# Chapter 2 Multi-Threaded Architectures: Evolution, Costs, Opportunities

**Ivan Girotto** National University of Ireland Galway, Republic of Ireland

> **Robert M. Farber** Pacific Northwest National Laboratory, USA

## ABSTRACT

This chapter focuses on the technical/commercial dynamics of multi-threaded hardware architecture development, including a cost/benefit account of current and future developments, and the implications for scientific practice.

#### INTRODUCTION

Recently, the computer industry has moved *en masse* to parallel architectures. Computing technologies are commonly based on multi- and manycore systems with tens to hundreds of concurrent hardware processing elements on workstations up to many thousands per data servers or supercomputer node.

This powerful computing capacity represents an extraordinary opportunity to speed up both current and further software application. Current parallel hardware from commodity to the newest leadership class supercomputers can provide from one-order to seven-orders of magnitude increases in performance over single-core processors. Affordable general-purpose graphic processors technology, sold at price points ranging from a hundred to a couple thousand dollars per board, demonstrates performance improvements ranging from one-order to three-orders of magnitude on a wide-range of applications in the scientific literature.

This mass adoption profoundly affects every aspect of computation-based projects (be they new or based on legacy software) including investment, planning, development, procurement, and deployment.

Current software development tools demonstrate that it is possible to program these massively

DOI: 10.4018/978-1-61350-116-0.ch002

parallel systems on a wide-spectrum of problems in high-level languages to gain outstanding performance. However, the gap between hardware and software trajectories tends to grow. Good times were when software application performance was directly related to new hardware generation with higher clock frequency. For assessing how well utilized the processors are as more parallel hardware becomes available efficiency, is a key metric that defines the performance of both the algorithms and software implementation.

The trend to massive parallelism appears inescapable and massive threaded software is a clear requirement to achieve high performance. Consumers, developers, scientists, managers and organizations need to understand that single-threaded (serial) or poorly scaling multi-threaded software will cause application performance to plateau at or near current levels on both current and future hardware. This has important implications for computation-dependent projects because it defines the limits of the computing capacity and impacts on both product and project competitiveness relative to other computational-based approaches. However, the cost associated with re-engineering software (and potentially re-design of algorithms) to capitalize on new parallel architectures must be considered along with applications scalability and lifespan. In general, owners of legacy software are more likely to require new software and/or software development because a significant amount of existing commercial and scientific software was developed for single-threaded processors - much of it prior to the general availability of multi-core hardware.

**Extracted data entries:**
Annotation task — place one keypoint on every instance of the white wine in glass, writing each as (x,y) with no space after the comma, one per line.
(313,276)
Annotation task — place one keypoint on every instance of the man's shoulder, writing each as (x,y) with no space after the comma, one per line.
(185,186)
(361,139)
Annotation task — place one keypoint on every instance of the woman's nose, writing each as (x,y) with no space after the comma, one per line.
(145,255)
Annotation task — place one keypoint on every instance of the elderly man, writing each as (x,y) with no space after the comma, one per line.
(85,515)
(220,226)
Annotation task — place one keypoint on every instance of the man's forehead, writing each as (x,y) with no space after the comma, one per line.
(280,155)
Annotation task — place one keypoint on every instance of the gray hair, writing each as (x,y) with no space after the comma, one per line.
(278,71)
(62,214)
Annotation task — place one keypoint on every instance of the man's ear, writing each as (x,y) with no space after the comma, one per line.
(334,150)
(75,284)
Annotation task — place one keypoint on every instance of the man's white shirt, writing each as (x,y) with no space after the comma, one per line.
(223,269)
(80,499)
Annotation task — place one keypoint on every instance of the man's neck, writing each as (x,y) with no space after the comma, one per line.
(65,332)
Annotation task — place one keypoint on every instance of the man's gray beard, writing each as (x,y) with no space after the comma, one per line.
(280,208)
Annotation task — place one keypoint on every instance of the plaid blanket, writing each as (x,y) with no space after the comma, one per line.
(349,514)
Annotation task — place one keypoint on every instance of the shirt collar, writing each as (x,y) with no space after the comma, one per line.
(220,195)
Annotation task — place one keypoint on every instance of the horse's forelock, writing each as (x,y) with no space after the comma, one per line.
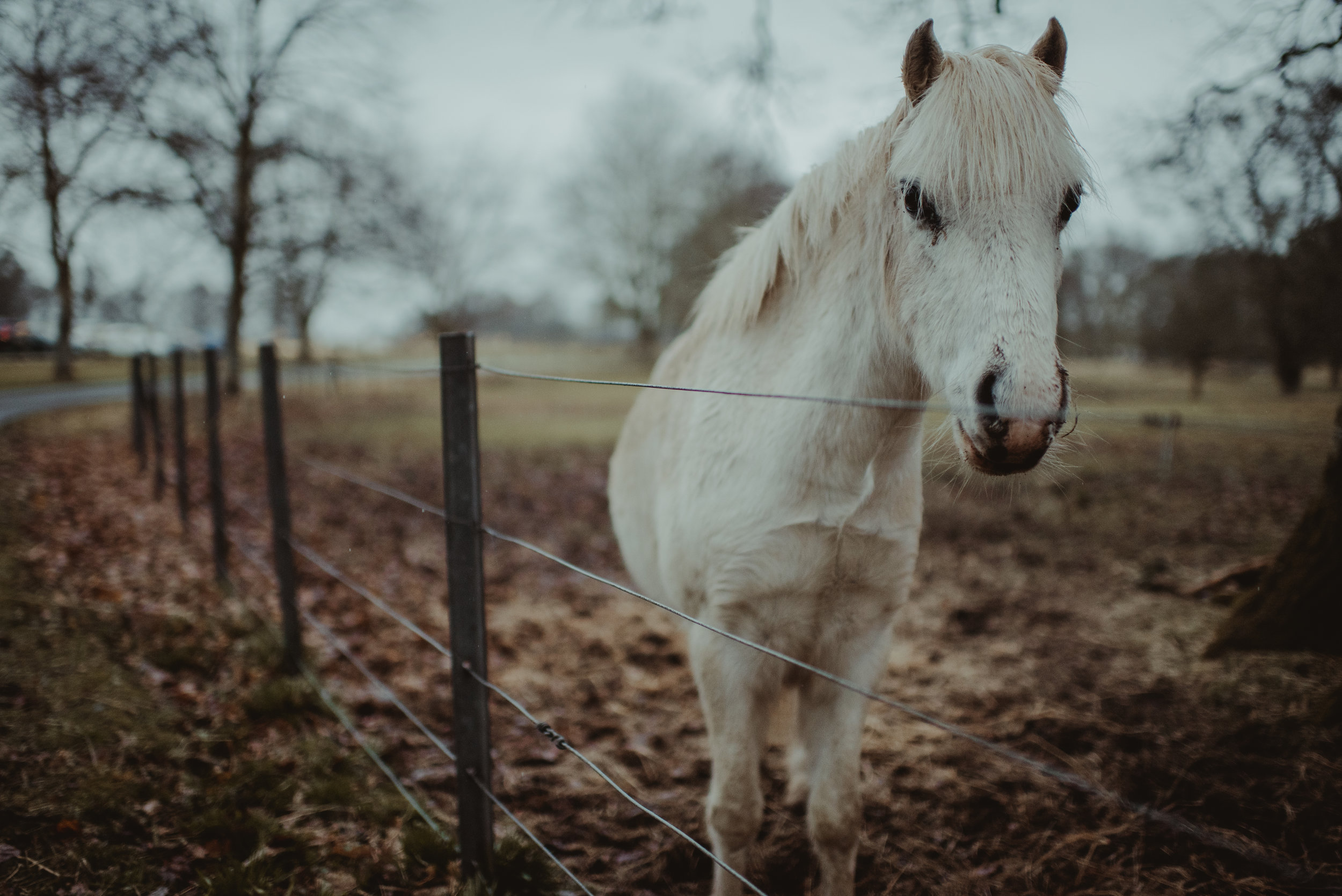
(991,125)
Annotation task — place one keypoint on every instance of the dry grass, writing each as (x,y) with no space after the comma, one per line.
(1043,616)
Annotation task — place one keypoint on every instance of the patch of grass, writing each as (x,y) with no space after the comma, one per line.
(422,844)
(237,878)
(281,698)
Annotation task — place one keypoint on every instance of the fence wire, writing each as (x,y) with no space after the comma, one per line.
(387,691)
(1239,846)
(326,566)
(1142,418)
(334,707)
(563,744)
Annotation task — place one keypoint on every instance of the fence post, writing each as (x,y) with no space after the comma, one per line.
(137,411)
(466,600)
(179,436)
(277,487)
(156,427)
(216,466)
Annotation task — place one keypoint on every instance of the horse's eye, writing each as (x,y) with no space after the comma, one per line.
(920,207)
(1071,202)
(913,199)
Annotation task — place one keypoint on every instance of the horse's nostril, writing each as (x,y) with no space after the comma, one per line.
(984,396)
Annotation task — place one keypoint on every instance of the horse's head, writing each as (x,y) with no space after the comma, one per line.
(984,176)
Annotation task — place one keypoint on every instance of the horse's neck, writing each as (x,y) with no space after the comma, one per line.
(827,332)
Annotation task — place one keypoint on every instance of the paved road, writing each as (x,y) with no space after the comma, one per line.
(20,403)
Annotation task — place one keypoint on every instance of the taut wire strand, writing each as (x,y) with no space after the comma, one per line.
(563,744)
(336,642)
(344,719)
(326,566)
(1203,835)
(372,754)
(1176,822)
(889,404)
(905,404)
(527,831)
(246,550)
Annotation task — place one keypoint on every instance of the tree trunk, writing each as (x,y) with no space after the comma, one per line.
(1298,606)
(305,344)
(53,183)
(239,246)
(1286,364)
(65,369)
(234,318)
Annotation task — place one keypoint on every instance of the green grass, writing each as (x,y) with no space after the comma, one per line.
(18,370)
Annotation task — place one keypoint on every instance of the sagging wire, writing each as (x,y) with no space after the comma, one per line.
(563,744)
(1203,835)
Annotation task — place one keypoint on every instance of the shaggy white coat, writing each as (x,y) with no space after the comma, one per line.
(796,523)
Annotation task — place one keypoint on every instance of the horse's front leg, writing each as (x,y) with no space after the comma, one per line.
(737,687)
(830,725)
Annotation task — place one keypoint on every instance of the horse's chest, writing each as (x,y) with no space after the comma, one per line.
(816,563)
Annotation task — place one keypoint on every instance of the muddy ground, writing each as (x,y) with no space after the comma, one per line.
(1047,617)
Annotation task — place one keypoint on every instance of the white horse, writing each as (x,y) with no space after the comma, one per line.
(924,258)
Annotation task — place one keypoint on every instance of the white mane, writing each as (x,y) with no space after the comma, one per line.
(989,125)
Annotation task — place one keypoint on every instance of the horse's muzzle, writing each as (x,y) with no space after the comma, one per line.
(1005,446)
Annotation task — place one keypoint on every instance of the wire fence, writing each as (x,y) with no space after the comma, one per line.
(470,683)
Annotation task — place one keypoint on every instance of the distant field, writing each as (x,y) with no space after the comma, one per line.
(1241,416)
(18,370)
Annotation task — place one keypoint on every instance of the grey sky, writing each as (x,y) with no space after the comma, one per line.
(512,82)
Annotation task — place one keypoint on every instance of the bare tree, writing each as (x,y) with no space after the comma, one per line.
(1098,309)
(1260,160)
(326,218)
(247,98)
(453,228)
(742,191)
(74,74)
(1195,309)
(632,196)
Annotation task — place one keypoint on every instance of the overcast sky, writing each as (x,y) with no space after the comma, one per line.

**What this exercise asks:**
(a) Name each aspect of computation-based projects that the chapter excerpt on multi-threaded architectures says mass adoption of parallel architectures affects.
(b) Reproduce the stretch of the chapter excerpt on multi-threaded architectures from "This chapter focuses" through "for scientific practice.", word for word.
(c) Pick up the chapter excerpt on multi-threaded architectures after its final sentence and keep writing.
The data shown above are separate from the chapter excerpt on multi-threaded architectures.

**Exercise answers:**
(a) investment, planning, development, procurement, deployment

(b)
This chapter focuses on the technical/commercial dynamics of multi-threaded hardware architecture development, including a cost/benefit account of current and future developments, and the implications for scientific practice.

(c)
HPC can act as a conduit for disruptive new technologies by acting as an early adopter and proving ground for hardware and software models that radically transform both consumer and business computing market spaces. The innovations that improve performance are not always expected and while they reduce cost, improve performance and create new opportunities, they can also damage existing markets and deprecate current applications and software. This is not a random process, but rather is part of an evolutionary process driven by competition; limited by the inefficiencies of electrical components and manufacturing processes; and advanced through scientific and design ingenuity.

This chapter will explore the disruptive nature of current innovations in massively threaded architectures, beginning with the demise of faster clock speeds and how that caused a renaissance in massive parallelism. It considers important architectures including GPGPU (general-purpose graphic processors units); specialized architectures such as the Cray XMT; extreme scale computing; and hybrid systems, examining these in terms of cost impacts on budgets and also on power and performance. Finally, future opportunities will be discussed.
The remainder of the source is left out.